§ **Challenge A**:
According to the Schloss Marienburg text, which birthday of Queen Marie was marked by the gift of the hill?
§ **Challenge B**:
Pull out the passage of the Schloss Marienburg text starting with "If you would" and going on through "in a nutshell.", word for word.

Schloss Marienburg

If you would have asked me as a child and even now to draw a castle, something slightly resembling Schloss Marienburg would probably be the result. (I say something slighty resembling as my drawing skills never even graduated kindergarten.) Growing up in the area, the castle of the Guelph family was the castle of my childhood dreams - and what a fairytale castle it is! You could probably also call it the world's fanciest birthday present, as that is what it is in a nutshell.
And it wasn't even a big birthday but the 39th. The lucky recipient? Queen Marie of Hanover, the consort of King Georg V. The couple would become known to history as the last King and Queen of Hanover though nobody knew it yet when the blind King gifted a hill, renamed Marienberg (Marie's hill) in her honour, between the towns of Hanover and Hildesheim to his beloved wife for her birthday on April 14, 1857. Plans for a summer residence and future widow's seat were drawn up immediately and construction started in October 1858 with the couple's three children carrying out the first three hammer blows.

§ **Excerpted data**:

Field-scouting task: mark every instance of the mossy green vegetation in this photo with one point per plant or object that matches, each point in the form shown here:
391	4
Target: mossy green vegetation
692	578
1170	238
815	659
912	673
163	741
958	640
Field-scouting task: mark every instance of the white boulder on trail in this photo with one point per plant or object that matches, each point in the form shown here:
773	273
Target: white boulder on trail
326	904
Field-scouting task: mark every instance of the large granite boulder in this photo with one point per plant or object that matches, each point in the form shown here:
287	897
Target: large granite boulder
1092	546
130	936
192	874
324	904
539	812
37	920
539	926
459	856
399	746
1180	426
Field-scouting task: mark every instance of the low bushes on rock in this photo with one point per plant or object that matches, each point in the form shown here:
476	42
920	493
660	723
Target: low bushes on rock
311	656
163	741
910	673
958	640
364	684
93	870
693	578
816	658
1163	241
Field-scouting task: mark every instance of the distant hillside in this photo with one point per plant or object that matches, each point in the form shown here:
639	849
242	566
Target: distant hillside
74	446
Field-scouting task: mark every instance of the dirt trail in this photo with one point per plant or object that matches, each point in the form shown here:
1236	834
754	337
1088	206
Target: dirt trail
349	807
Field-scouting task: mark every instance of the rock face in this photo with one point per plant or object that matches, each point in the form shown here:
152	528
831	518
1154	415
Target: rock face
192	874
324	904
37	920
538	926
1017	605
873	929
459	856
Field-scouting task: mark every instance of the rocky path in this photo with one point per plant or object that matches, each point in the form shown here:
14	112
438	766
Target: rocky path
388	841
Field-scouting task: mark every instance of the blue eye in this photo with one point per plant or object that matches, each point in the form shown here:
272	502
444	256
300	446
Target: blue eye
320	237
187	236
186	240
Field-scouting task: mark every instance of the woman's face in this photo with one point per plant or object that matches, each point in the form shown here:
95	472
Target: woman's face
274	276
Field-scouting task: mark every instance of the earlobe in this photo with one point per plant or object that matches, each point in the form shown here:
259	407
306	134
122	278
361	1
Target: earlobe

§ **Correct result A**:
Her 39th birthday.

§ **Correct result B**:
If you would have asked me as a child and even now to draw a castle, something slightly resembling Schloss Marienburg would probably be the result. (I say something slighty resembling as my drawing skills never even graduated kindergarten.) Growing up in the area, the castle of the Guelph family was the castle of my childhood dreams - and what a fairytale castle it is! You could probably also call it the world's fanciest birthday present, as that is what it is in a nutshell.